§ **Items from a data source**
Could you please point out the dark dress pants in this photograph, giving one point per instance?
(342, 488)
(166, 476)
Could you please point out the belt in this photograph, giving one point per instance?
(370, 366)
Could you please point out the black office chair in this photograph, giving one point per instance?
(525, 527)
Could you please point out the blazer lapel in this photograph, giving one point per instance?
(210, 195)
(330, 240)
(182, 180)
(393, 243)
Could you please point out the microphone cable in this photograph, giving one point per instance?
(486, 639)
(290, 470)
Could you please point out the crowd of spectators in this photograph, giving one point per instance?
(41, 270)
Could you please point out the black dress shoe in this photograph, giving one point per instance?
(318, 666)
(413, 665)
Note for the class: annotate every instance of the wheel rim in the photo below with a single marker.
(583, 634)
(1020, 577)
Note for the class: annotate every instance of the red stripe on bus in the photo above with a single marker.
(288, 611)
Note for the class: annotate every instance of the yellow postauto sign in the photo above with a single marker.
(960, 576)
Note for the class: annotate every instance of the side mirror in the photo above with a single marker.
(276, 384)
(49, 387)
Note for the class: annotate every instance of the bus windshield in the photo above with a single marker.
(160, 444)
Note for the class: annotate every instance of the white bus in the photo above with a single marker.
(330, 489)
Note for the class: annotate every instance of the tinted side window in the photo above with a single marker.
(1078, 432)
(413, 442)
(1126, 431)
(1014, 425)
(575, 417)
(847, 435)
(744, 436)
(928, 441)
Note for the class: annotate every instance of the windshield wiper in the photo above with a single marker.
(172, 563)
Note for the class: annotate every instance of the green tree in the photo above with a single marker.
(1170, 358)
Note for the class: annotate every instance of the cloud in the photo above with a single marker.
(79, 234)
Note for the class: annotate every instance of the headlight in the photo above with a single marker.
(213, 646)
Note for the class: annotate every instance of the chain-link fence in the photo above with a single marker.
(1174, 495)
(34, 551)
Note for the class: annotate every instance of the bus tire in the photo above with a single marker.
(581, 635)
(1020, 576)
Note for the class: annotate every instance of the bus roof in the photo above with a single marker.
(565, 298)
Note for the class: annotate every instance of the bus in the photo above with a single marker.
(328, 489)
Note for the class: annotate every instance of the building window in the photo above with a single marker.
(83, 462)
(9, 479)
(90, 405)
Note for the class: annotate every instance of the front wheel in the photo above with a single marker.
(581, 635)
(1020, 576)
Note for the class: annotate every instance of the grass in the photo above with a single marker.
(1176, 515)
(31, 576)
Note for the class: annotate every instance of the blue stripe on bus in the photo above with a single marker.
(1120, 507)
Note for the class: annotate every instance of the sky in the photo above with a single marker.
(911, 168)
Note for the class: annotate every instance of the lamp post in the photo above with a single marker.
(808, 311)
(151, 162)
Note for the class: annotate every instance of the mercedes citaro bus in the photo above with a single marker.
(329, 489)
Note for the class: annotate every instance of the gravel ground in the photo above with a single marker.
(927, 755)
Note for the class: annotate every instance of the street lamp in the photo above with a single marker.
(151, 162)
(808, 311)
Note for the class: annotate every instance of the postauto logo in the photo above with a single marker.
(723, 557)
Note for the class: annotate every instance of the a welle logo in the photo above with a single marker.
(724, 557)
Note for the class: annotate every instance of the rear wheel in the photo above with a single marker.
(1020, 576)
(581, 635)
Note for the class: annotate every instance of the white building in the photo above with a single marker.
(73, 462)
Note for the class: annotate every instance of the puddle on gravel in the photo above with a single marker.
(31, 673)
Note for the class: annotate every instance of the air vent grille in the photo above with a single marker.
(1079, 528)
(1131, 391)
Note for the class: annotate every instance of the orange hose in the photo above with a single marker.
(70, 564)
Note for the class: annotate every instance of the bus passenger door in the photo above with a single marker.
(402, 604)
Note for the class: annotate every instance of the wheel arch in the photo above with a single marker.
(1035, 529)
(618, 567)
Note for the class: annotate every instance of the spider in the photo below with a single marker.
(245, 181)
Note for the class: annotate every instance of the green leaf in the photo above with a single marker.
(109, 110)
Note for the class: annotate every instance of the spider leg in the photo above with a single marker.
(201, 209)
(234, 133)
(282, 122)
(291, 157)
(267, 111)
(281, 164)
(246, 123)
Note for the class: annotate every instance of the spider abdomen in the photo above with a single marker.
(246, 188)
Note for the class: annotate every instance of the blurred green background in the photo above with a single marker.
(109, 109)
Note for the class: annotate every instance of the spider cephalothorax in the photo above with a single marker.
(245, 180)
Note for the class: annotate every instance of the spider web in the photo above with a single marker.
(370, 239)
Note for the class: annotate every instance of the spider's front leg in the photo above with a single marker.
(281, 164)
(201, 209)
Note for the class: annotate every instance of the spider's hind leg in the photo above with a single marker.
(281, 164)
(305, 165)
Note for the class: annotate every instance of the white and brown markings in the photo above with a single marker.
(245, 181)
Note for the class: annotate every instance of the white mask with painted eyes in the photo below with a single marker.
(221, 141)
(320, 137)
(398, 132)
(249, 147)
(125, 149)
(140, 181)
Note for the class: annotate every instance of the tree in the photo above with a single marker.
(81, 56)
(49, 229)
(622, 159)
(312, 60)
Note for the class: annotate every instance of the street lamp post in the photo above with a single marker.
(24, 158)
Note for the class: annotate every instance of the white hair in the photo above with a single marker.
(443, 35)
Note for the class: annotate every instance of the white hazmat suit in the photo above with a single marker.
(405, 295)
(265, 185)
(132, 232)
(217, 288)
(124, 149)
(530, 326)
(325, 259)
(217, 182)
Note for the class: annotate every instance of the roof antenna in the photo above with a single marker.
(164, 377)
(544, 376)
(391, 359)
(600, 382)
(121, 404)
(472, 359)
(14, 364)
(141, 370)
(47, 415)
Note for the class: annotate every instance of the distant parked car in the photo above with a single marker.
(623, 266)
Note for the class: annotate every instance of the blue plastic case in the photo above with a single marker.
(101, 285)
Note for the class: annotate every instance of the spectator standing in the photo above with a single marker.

* * *

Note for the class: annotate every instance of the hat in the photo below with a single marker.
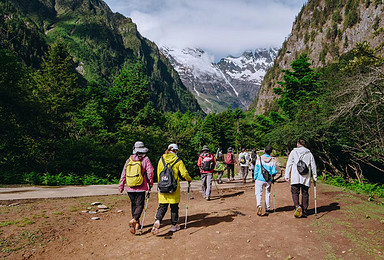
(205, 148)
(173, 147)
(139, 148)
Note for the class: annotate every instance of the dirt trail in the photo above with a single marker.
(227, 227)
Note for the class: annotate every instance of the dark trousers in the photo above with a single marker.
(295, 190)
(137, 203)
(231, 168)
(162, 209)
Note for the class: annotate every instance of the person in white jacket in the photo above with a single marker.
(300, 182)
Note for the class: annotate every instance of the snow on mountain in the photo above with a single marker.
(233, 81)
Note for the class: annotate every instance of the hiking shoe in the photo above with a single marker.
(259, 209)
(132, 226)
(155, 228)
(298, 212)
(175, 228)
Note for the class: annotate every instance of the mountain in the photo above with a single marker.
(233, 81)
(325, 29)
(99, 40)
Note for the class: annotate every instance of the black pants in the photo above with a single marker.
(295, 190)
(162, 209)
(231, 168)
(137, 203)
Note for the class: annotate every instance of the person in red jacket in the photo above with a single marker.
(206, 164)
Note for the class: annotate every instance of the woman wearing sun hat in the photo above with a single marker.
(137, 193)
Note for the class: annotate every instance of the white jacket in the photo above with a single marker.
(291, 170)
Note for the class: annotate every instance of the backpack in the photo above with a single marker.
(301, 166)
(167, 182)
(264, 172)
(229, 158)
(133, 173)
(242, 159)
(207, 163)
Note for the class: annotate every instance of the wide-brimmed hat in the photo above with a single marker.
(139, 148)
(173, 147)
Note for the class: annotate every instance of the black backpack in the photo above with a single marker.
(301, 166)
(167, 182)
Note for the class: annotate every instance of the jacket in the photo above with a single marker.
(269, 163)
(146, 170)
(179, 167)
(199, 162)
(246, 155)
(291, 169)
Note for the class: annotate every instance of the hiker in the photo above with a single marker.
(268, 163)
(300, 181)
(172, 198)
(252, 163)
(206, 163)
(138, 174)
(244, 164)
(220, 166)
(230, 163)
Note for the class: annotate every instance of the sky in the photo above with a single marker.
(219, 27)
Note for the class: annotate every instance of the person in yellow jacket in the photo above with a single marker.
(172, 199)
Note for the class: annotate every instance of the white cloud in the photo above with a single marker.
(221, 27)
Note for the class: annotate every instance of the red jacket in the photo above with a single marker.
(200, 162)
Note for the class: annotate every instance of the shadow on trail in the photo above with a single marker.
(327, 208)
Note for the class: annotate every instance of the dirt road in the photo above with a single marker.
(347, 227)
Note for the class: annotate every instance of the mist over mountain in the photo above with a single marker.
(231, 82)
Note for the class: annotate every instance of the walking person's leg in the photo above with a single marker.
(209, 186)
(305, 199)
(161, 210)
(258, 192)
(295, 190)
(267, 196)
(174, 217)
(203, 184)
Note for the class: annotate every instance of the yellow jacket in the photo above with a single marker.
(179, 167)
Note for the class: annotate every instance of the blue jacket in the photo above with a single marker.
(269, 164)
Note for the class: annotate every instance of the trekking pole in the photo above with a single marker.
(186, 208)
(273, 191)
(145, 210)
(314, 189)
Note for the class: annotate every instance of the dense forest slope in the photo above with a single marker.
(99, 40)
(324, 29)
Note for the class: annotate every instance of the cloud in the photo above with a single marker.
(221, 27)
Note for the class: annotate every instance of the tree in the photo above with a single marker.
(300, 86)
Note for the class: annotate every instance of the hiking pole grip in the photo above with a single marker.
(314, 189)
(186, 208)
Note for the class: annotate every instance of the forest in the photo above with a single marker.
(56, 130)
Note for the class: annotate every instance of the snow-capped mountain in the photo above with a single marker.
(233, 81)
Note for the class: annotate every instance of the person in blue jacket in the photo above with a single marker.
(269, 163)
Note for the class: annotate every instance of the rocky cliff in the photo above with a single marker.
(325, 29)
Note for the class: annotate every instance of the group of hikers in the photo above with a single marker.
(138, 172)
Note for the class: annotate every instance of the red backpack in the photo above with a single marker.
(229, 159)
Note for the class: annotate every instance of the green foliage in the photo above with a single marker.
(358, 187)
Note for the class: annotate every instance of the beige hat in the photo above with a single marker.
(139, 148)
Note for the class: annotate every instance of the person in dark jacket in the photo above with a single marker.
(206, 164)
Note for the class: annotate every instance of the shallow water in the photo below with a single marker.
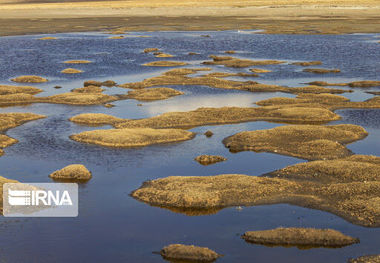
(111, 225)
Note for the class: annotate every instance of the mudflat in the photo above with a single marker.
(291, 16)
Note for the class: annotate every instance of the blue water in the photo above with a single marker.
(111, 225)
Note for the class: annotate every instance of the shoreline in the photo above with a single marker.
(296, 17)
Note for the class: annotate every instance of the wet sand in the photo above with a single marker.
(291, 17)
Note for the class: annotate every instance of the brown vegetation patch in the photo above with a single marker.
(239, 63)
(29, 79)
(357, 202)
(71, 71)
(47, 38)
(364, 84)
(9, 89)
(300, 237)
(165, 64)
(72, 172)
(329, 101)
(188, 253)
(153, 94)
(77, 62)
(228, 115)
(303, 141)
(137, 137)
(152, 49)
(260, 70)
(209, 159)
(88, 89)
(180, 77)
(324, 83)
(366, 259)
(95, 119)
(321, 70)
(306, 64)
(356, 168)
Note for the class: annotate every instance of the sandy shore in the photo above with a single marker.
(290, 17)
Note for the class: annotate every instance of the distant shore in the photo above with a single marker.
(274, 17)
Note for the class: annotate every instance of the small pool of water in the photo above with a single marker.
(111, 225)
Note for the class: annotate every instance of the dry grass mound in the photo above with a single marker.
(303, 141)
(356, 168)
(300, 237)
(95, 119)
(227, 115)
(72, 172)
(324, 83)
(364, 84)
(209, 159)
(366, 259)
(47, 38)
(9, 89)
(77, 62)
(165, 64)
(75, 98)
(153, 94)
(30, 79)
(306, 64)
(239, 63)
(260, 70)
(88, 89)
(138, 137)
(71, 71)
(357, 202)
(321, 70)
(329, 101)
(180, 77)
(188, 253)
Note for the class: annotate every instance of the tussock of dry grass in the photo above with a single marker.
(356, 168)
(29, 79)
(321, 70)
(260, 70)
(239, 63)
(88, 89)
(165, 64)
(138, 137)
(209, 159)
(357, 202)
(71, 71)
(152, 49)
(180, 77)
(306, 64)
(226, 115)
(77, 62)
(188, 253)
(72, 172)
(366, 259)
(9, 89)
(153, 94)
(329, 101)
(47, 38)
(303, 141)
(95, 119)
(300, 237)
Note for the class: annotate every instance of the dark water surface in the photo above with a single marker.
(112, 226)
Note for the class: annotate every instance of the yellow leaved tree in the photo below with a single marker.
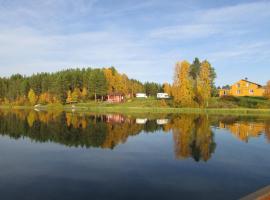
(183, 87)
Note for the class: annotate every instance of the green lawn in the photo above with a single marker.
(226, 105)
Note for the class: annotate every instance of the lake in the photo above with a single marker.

§ **WORK TASK**
Please reproduce, exactly as they appear above, the lines from the line containing "the distant parked" up to and including the line containing "Note for the class: annotate every instance of the spectator".

§ **ANSWER AREA**
Note for the class: annotate every instance of the distant parked car in the photo above with a single marker.
(623, 266)
Note for the class: annotate every instance of the blue plastic case in the photo above with a single marker.
(101, 285)
Note for the class: annotate every instance of the spectator standing in the photo above with a single marker.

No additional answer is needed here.